### Material provided
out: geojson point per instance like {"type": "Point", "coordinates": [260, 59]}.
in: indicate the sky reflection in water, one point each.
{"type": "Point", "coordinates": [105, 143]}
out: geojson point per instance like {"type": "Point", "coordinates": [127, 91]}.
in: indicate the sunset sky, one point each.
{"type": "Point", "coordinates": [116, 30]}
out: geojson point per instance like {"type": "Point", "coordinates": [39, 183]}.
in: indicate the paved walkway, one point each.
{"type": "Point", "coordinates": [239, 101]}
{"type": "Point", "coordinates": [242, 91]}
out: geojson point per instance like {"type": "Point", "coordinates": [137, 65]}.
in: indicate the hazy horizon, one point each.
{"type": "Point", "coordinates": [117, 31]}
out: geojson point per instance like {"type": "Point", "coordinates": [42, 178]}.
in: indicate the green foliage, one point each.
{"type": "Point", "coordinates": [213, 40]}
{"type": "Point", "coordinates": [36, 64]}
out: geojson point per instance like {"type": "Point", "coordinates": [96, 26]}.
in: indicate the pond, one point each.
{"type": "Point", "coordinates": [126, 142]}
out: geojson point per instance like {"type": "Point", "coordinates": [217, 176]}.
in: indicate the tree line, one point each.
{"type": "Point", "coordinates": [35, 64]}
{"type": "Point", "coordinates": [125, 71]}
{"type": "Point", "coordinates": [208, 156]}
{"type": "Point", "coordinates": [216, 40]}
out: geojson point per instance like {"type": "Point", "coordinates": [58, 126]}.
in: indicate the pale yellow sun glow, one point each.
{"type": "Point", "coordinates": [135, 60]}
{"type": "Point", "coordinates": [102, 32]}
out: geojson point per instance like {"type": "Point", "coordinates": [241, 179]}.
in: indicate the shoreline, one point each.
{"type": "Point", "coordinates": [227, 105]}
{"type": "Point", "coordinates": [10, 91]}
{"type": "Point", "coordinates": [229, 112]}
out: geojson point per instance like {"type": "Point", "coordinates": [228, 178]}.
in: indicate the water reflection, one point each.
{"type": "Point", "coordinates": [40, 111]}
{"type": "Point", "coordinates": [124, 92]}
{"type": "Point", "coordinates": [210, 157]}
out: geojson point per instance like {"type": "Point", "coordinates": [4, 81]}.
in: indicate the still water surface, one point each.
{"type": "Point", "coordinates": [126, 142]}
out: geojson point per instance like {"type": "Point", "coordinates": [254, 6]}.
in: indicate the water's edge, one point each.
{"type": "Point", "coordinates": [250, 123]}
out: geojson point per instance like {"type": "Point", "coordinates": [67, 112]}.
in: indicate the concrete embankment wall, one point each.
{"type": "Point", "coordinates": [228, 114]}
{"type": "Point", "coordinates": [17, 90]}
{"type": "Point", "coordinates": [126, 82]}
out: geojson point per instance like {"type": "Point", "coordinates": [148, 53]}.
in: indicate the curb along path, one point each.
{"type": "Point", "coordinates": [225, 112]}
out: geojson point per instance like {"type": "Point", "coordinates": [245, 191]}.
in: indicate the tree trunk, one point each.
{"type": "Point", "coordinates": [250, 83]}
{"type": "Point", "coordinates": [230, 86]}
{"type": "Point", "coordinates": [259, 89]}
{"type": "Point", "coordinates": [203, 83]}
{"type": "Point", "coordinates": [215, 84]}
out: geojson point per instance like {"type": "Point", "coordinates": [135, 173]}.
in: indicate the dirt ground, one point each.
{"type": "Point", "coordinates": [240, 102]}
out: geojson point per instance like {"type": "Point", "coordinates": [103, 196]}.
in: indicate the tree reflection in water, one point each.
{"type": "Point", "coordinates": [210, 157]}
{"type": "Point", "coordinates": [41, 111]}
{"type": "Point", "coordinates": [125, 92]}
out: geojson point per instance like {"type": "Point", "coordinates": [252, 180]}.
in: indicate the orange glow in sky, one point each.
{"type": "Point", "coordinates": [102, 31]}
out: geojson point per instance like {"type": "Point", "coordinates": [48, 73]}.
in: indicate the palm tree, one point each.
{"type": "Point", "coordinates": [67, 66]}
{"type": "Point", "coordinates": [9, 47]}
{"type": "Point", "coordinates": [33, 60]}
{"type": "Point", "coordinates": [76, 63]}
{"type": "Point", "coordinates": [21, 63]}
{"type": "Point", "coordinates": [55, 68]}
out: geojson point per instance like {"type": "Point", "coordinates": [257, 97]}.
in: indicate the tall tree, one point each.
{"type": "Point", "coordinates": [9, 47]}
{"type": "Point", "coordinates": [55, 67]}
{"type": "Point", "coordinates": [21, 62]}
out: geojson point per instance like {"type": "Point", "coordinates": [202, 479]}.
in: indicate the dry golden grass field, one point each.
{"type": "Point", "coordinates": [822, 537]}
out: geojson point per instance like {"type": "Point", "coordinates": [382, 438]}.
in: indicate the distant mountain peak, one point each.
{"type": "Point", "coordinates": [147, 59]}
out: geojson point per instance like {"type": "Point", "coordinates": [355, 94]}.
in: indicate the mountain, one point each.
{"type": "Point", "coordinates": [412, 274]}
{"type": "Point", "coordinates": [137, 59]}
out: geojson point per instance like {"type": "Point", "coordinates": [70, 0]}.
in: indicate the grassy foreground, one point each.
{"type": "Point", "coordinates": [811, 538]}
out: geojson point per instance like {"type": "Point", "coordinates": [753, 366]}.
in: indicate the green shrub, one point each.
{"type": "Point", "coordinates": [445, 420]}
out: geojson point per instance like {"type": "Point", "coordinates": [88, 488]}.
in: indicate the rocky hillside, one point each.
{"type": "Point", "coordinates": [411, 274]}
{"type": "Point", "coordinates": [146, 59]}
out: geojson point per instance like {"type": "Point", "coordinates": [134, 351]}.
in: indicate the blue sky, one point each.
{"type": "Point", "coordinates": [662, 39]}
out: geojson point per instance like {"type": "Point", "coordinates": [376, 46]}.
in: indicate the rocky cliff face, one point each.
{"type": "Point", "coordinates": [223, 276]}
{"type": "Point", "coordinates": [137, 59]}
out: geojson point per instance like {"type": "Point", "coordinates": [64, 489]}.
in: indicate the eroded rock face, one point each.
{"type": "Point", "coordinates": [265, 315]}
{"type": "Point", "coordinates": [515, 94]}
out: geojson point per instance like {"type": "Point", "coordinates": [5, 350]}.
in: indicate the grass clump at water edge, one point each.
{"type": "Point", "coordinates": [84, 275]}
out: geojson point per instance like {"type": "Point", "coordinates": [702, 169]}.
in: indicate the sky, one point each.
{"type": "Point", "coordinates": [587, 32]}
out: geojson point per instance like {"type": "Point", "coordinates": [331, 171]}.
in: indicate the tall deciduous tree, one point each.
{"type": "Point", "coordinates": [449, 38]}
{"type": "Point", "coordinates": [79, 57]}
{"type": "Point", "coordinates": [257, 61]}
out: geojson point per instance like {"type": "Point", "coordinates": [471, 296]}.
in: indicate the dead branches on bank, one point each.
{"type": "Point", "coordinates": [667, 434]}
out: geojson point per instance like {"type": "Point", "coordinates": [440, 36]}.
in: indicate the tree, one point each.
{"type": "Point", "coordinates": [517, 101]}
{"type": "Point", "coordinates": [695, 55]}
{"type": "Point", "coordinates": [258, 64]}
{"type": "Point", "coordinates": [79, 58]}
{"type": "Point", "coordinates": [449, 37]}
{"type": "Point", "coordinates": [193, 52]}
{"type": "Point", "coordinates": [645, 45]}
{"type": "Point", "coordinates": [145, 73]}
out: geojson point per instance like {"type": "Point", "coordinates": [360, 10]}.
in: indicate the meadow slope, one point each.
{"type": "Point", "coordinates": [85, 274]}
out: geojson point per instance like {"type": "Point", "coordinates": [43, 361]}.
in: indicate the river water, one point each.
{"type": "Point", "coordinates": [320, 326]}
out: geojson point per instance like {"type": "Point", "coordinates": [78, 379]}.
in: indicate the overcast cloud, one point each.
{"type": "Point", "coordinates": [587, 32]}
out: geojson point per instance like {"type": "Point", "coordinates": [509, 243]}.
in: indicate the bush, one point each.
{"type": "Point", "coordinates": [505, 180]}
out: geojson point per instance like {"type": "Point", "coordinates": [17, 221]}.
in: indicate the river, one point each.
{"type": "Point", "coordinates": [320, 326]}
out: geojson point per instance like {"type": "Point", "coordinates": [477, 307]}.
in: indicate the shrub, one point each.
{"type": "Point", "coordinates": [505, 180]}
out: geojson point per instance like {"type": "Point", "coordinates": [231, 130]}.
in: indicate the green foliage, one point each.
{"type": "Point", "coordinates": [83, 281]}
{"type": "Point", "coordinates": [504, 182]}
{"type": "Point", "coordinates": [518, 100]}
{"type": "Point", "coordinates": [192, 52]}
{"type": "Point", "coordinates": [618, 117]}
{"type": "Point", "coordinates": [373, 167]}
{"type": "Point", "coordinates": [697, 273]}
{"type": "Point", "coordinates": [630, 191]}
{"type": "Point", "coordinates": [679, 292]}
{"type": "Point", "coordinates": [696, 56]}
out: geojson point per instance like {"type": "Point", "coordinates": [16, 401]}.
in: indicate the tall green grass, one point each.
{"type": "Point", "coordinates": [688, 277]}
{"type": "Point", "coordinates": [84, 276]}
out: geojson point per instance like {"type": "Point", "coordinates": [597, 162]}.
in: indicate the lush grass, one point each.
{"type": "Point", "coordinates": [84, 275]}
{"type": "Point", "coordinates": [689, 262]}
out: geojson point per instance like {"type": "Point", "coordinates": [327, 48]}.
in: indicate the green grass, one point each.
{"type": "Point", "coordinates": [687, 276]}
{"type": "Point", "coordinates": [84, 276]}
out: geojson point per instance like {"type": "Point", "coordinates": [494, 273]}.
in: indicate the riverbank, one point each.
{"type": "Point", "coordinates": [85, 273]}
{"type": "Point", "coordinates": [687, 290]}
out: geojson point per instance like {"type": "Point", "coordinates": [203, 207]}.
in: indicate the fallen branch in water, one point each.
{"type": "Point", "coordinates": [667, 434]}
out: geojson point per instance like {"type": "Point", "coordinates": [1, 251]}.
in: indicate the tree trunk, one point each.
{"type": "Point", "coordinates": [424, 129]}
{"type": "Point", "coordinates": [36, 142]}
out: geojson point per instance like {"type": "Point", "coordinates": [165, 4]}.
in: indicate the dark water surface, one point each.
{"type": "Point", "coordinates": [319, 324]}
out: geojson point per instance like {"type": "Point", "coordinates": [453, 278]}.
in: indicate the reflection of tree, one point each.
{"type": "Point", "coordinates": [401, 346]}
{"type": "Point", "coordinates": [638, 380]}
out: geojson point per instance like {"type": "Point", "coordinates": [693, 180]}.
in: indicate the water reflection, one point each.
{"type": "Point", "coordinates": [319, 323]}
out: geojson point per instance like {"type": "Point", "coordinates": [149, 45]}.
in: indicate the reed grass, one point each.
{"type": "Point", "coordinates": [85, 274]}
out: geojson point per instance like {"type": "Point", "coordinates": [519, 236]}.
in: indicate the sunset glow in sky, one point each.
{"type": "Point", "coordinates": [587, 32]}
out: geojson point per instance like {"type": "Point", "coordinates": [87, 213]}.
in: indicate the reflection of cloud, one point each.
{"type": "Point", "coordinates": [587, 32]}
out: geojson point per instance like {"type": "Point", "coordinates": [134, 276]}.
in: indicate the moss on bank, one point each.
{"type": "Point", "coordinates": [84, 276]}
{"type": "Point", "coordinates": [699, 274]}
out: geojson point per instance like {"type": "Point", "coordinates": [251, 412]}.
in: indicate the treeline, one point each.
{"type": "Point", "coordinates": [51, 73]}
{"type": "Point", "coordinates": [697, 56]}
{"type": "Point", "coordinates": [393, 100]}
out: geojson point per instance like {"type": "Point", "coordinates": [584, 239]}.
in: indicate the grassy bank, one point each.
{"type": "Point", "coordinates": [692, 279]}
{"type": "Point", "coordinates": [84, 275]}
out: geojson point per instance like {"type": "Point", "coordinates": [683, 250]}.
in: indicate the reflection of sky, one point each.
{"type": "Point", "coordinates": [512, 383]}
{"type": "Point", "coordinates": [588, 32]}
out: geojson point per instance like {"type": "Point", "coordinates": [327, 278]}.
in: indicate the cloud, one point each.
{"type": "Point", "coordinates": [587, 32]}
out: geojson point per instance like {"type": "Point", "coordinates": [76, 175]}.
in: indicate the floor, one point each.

### What needs to be done
Only the span from the line with "in: indicate the grassy bank, one point each." through the final line of the records goes in the output, each line unchanged.

### Worked solution
in: indicate the grassy bank, one point each.
{"type": "Point", "coordinates": [692, 279]}
{"type": "Point", "coordinates": [84, 275]}
out: geojson point per instance like {"type": "Point", "coordinates": [683, 250]}.
in: indicate the reflection of sky, one point each.
{"type": "Point", "coordinates": [512, 383]}
{"type": "Point", "coordinates": [588, 32]}
out: geojson point per instance like {"type": "Point", "coordinates": [327, 278]}.
in: indicate the cloud, one point each.
{"type": "Point", "coordinates": [587, 32]}
out: geojson point per instance like {"type": "Point", "coordinates": [76, 175]}.
in: indicate the floor, one point each.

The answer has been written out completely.